- **TRY IT**
An exact copy of all the data is required.
==== DATA PROVIDED ====
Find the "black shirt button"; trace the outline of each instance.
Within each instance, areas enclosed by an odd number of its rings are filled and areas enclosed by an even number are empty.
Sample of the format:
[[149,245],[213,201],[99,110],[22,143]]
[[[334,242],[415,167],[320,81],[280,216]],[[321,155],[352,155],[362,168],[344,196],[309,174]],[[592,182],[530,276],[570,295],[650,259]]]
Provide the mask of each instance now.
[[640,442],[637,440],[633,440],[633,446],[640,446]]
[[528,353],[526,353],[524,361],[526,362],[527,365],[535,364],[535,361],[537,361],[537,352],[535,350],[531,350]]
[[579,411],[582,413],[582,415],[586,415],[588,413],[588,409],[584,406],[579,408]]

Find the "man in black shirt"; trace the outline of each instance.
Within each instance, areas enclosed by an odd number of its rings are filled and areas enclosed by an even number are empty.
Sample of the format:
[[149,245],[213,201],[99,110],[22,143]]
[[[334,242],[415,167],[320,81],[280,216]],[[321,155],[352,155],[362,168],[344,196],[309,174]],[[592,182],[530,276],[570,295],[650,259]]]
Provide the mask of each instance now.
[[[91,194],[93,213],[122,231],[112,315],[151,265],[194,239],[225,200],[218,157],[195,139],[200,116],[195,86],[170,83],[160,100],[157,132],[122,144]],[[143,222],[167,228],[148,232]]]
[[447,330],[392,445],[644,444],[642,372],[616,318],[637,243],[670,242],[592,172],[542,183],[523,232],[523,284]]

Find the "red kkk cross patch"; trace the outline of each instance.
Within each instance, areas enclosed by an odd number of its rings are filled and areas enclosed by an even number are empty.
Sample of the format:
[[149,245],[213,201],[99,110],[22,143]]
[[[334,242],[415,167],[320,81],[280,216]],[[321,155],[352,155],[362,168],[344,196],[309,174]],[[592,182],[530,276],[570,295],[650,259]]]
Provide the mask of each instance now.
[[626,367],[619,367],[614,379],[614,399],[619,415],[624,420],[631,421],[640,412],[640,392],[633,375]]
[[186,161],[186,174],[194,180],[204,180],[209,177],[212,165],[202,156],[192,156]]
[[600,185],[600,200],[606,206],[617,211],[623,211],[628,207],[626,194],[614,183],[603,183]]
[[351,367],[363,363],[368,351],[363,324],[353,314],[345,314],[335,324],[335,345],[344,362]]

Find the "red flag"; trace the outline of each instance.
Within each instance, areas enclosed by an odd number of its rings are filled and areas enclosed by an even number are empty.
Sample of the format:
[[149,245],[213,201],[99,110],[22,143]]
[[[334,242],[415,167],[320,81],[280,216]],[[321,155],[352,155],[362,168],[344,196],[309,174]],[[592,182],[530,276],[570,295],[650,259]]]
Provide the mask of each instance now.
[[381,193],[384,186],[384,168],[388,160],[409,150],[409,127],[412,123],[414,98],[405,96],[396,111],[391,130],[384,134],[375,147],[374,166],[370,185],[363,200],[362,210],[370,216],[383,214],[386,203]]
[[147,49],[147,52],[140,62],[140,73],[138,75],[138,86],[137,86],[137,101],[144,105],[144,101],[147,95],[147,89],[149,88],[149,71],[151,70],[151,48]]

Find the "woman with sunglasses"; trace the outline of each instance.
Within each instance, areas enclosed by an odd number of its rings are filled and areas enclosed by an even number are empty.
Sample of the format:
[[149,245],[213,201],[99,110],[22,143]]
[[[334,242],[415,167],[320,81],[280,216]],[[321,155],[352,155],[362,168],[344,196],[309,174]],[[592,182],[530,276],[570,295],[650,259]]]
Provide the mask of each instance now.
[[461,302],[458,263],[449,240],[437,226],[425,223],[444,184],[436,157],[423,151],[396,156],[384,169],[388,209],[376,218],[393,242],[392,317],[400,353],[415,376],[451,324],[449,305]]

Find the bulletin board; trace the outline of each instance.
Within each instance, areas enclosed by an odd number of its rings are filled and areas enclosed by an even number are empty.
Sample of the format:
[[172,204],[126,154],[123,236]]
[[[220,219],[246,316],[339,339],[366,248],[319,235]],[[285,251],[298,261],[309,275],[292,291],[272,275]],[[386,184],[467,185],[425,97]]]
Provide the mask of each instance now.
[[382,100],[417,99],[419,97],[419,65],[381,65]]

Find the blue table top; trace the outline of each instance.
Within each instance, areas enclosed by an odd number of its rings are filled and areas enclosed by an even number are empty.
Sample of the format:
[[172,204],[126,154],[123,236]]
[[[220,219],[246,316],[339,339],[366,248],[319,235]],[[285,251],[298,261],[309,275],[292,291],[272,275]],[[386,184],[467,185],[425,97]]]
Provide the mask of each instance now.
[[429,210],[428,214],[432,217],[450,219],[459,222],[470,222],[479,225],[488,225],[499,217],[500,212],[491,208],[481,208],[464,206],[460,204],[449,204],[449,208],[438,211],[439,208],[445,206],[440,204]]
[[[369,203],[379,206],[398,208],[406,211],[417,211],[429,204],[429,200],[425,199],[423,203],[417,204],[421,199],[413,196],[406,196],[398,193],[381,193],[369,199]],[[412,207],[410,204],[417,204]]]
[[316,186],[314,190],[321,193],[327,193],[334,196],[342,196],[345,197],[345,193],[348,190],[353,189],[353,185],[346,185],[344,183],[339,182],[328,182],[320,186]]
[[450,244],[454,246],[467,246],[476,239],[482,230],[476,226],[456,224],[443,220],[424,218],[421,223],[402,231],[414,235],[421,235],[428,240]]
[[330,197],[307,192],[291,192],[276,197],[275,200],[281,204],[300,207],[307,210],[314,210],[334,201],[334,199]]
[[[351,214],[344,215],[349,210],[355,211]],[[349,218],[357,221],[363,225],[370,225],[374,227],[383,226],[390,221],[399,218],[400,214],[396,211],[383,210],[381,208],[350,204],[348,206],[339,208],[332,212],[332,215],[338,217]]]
====
- **SOLUTION FOR THIS EXERCISE**
Find the "black shirt button"; trace the outline of each instance.
Within each instance, areas enclosed by an odd number of its rings are filled and areas enclosed by an even number are empty.
Sample of the format:
[[149,245],[213,201],[99,110],[22,143]]
[[[334,242],[415,167],[320,81],[280,216]],[[321,155],[352,155],[362,168],[344,196],[309,174]],[[592,182],[530,276],[570,295],[650,259]]]
Provide the mask of each instance now.
[[640,442],[637,440],[633,440],[633,446],[640,446]]
[[528,353],[526,353],[524,361],[526,362],[527,365],[535,364],[535,361],[537,361],[537,352],[535,350],[531,350]]
[[579,411],[582,413],[582,415],[586,415],[588,413],[588,409],[584,406],[579,408]]

Find the "man in black shirt"; trace the outline of each instance.
Within each instance, areas enclosed by an odd number of its rings are filled and areas enclosed by an even number are empty.
Sample of the format:
[[149,245],[213,201],[99,110],[22,143]]
[[[334,242],[415,167],[320,81],[280,216]],[[321,155],[352,155],[362,168],[344,196],[309,174]],[[592,182],[530,276],[570,295],[650,259]]]
Provide the mask of each instance now.
[[[91,194],[93,213],[122,231],[112,315],[151,265],[194,239],[225,200],[218,157],[195,139],[200,116],[195,86],[170,83],[160,100],[157,132],[122,144]],[[143,222],[167,228],[148,232]]]
[[447,330],[392,445],[644,444],[642,372],[616,318],[637,243],[670,242],[592,172],[542,183],[523,232],[523,284]]

Find the "red kkk cross patch"; trace the outline of each instance.
Within each instance, areas enclosed by an odd number of its rings are filled and areas enclosed by an even number are empty.
Sample of the format:
[[149,245],[213,201],[99,110],[22,143]]
[[[334,242],[415,167],[320,81],[280,216]],[[321,155],[352,155],[362,168],[344,196],[309,174]],[[592,182],[530,276],[570,295],[650,259]]]
Provide the mask of each instance now.
[[626,367],[619,367],[614,379],[614,399],[619,415],[624,420],[631,421],[640,412],[640,392],[633,375]]
[[186,161],[186,174],[194,180],[204,180],[209,177],[212,165],[202,156],[192,156]]
[[600,185],[600,200],[606,206],[617,211],[623,211],[628,207],[626,194],[614,183],[603,183]]
[[351,367],[363,363],[368,351],[363,324],[353,314],[345,314],[335,324],[335,345],[344,362]]

Find the "red flag"; trace the outline of each instance.
Within each instance, areas enclosed by an odd number of its rings are filled and areas enclosed by an even number are empty.
Sample of the format:
[[149,245],[213,201],[99,110],[22,143]]
[[[334,242],[415,167],[320,81],[280,216]],[[321,155],[352,155],[362,168],[344,196],[309,174]],[[592,182],[530,276],[570,295],[650,259]]]
Provide the mask of each instance now.
[[381,193],[384,186],[384,168],[388,160],[409,150],[409,127],[412,123],[414,98],[405,96],[396,111],[391,130],[384,134],[375,147],[374,166],[370,185],[363,200],[362,210],[370,216],[383,214],[386,203]]
[[147,49],[147,52],[140,62],[140,73],[138,75],[138,86],[137,86],[137,101],[144,105],[144,101],[147,95],[147,89],[149,88],[149,71],[151,70],[151,48]]

Find the "woman with sunglasses"; trace the outline of each instance.
Within each instance, areas enclosed by an odd number of its rings are filled and areas enclosed by an even number are empty.
Sample of the format:
[[149,245],[213,201],[99,110],[22,143]]
[[[334,242],[415,167],[320,81],[280,216]],[[321,155],[352,155],[362,168],[344,196],[309,174]],[[592,182],[530,276],[570,295],[650,259]]]
Provide the mask of each instance now.
[[461,302],[458,263],[449,240],[437,226],[425,223],[444,184],[436,157],[423,151],[396,156],[384,169],[388,209],[376,218],[393,242],[392,317],[400,353],[415,376],[451,324],[449,305]]

Find the bulletin board; trace the outline of each instance.
Within each instance, areas enclosed by an odd number of its rings are filled and areas enclosed by an even number are empty.
Sample of the format:
[[172,204],[126,154],[123,236]]
[[[220,219],[246,316],[339,339],[366,248],[319,235]],[[285,251],[298,261],[309,275],[292,291],[272,275]],[[386,184],[467,185],[425,97]]]
Provide the mask of each instance now.
[[382,100],[417,99],[419,97],[419,65],[381,65]]

Find the blue table top; trace the outline of each instance.
Within each instance, areas enclosed by an odd number of its rings are filled and areas enclosed by an even number are empty.
Sample of the format:
[[172,204],[126,154],[123,236]]
[[[220,219],[246,316],[339,339],[366,248],[319,235]],[[285,251],[298,261],[309,275],[292,291],[272,275]],[[386,184],[467,185],[425,97]]]
Provide the mask of each instance now.
[[429,210],[428,214],[432,217],[450,219],[459,222],[470,222],[479,225],[488,225],[499,217],[500,212],[491,208],[481,208],[464,206],[460,204],[449,204],[449,208],[438,211],[439,208],[445,206],[440,204]]
[[[369,203],[379,206],[398,208],[406,211],[417,211],[429,204],[429,200],[425,199],[423,203],[417,204],[421,199],[413,196],[406,196],[398,193],[381,193],[369,199]],[[412,207],[410,204],[417,204]]]
[[316,186],[314,190],[321,193],[327,193],[334,196],[342,196],[345,197],[345,193],[348,190],[353,189],[353,185],[346,185],[344,183],[339,182],[328,182],[320,186]]
[[450,244],[454,246],[467,246],[476,239],[482,230],[476,226],[456,224],[443,220],[424,218],[421,223],[402,231],[414,235],[421,235],[428,240]]
[[330,197],[307,192],[291,192],[276,197],[275,200],[281,204],[300,207],[307,210],[314,210],[334,201],[334,199]]
[[[351,214],[344,215],[349,210],[355,211]],[[349,218],[357,221],[363,225],[370,225],[374,227],[383,226],[390,221],[399,218],[400,214],[396,211],[383,210],[381,208],[350,204],[348,206],[339,208],[332,212],[332,215],[338,217]]]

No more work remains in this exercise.